UN S.O.S. POR LA EXPROPIACION

Por GREGORIO TORREGROZA P.

Si algún lastre pesa sobre todos los gobiernos de transformación y cambio es el temor que atormenta a muchos acerca de la perpetuidad en el poder, bajo la creencia hipotética de que se arrasará con los esquemas democráticos que garantizan la alternancia en el mismo. Las revoluciones de antaño, que siempre implicaron el uso de la fuerza antes que el voto, son buena muestra de ello, como en los casos de Cuba y Nicaragua, para no irnos muy lejos, o en casos más emblemáticos como Corea del Norte, China, Irak o Irán. Este escenario es el que tiene temblando de terror al gobierno de Petro, como potencial imprudencia, para no entrar en acción respecto al abuso en el cobro de las tarifas de servicios públicos, sobre todo en la costa atlántica, y proceder sin miramiento alguno a la expropiación.    

Sin detenernos en la orientación ideológica de esos personajes que encarnan liderazgos con vocación de perpetuidad, resulta identificable, entre ellos, un común denominador: el control y sometimiento férreo de todo amago desestabilizador de fuerzas extrañas o propias que haga ingobernable la gestión del nuevo proyecto, comenzado por los medios de comunicación, las fuerzas militares, los medios de producción y, como es lógico, también, las fuerzas anteriores que detentaban el poder. Pero los servicios públicos lejos están de ese menú que en ocasiones arrastra a esa irresistible tentación, de allí que el control de esto no puede enmarcarse como un acto típico de expropiación, sino del cumplimiento de una elemental obligación.

** RETO A **
¿Puedes copiar de manera literal las líneas de los registros que van desde la que contiene "Please provide the mask of every instance of the yellow" hasta el final de los registros, ambas incluidas?

Registros extraídos de una colección
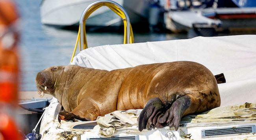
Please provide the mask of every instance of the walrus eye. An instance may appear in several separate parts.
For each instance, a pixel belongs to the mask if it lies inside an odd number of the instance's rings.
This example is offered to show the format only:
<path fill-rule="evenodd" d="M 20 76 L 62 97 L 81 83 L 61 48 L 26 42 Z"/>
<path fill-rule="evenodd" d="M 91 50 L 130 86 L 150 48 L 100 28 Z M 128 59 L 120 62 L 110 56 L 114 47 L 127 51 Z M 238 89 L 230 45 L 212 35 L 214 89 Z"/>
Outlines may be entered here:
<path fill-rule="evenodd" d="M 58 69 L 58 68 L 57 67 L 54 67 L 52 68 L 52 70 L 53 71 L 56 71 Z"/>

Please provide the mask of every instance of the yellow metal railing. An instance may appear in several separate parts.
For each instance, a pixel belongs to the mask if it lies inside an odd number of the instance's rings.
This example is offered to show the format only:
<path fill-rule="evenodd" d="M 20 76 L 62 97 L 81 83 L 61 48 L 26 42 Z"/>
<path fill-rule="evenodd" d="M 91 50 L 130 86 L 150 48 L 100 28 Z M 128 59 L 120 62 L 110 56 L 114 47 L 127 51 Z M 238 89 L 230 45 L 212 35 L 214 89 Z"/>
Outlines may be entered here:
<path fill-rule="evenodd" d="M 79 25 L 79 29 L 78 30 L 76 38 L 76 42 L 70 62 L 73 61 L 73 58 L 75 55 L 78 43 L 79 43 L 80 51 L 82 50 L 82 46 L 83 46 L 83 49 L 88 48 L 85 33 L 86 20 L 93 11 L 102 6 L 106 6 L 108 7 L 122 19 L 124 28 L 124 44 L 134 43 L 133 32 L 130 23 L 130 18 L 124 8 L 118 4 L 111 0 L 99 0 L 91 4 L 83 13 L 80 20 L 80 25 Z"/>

** RETO B **
¿Puedes escribir la continuación de la columna sobre la expropiación de los servicios públicos, comenzando justo después de su última oración?

** RESPUESTA ESCRITA A **
Please provide the mask of every instance of the yellow metal railing. An instance may appear in several separate parts.
For each instance, a pixel belongs to the mask if it lies inside an odd number of the instance's rings.
This example is offered to show the format only:
<path fill-rule="evenodd" d="M 20 76 L 62 97 L 81 83 L 61 48 L 26 42 Z"/>
<path fill-rule="evenodd" d="M 91 50 L 130 86 L 150 48 L 100 28 Z M 128 59 L 120 62 L 110 56 L 114 47 L 127 51 Z M 238 89 L 230 45 L 212 35 L 214 89 Z"/>
Outlines may be entered here:
<path fill-rule="evenodd" d="M 79 25 L 79 29 L 78 30 L 76 38 L 76 42 L 70 62 L 73 61 L 73 58 L 75 55 L 78 43 L 79 43 L 80 51 L 82 50 L 82 46 L 83 46 L 83 49 L 88 48 L 85 33 L 86 20 L 93 11 L 102 6 L 106 6 L 108 7 L 122 19 L 124 28 L 124 44 L 134 43 L 133 32 L 130 23 L 130 18 L 124 8 L 118 4 L 111 0 L 99 0 L 91 4 L 83 13 L 80 20 L 80 25 Z"/>

** RESPUESTA ESCRITA B **
Lamentablemente, ese es el lastre que carga sobre sus espaldas el actual gobierno, ya que, al propugnar por un radical cambio, de corte revolucionario, queda estigmatizado como izquierdista extremo, endosándole de paso la expropiación que, vale recordar,  no se ha visto por ningún lado y, además, siendo víctima de la más implacable y furibunda campaña de desacreditación y rechazo, aún frente a las más nimias propuestas de cambio; desde si hay congestión o filas en el Banco Agrario para el cobro de las ayudas; el cambio del menaje de la alcoba del presidente; o por si se propone asumir él mismo el control de las tarifas de los costosos servicios públicos.

El presidente no debe temerle al lastre, que al parecer, finalmente, lo intimida, pensando que es suficiente con la fuerza combativa por la vía del Twitter. Por lo que ha hecho metástasis el más grave de los padecimientos que sufrimos los costeños, como lo es el costo desbordado de los servicios públicos, ya que después de dos años del actual gobierno no se vislumbra solución a la vista y, por el contrario, son incontables los hogares que se ven en la disyuntiva de asegurar su comida, o de sacrificar esta para poder pagar las facturas de los servicios públicos de manera religiosa.

El origen de la caótica situación, hoy salida de madre, respecto a los montos impagables de tales servicios, más allá de los distintos artificios y vericuetos tecnológicos con los que pretenden justificarse, se remonta a la época de los años 90, cuando durante el gobierno de César Gaviria y su séquito de economistas paridos de Harvard, se dio por trazar su línea de gobierno con la eufemística denominación: “Revolución Pacífica”, tal como llamó su Plan Nacional de Desarrollo, que no fue otra cosa más que imponer, a raja tabla toda, en términos prácticos, las políticas neoliberales, que en su más genuina versión significan privatización de todo lo público, bajo el supuesto de que el Estado es ineficiente.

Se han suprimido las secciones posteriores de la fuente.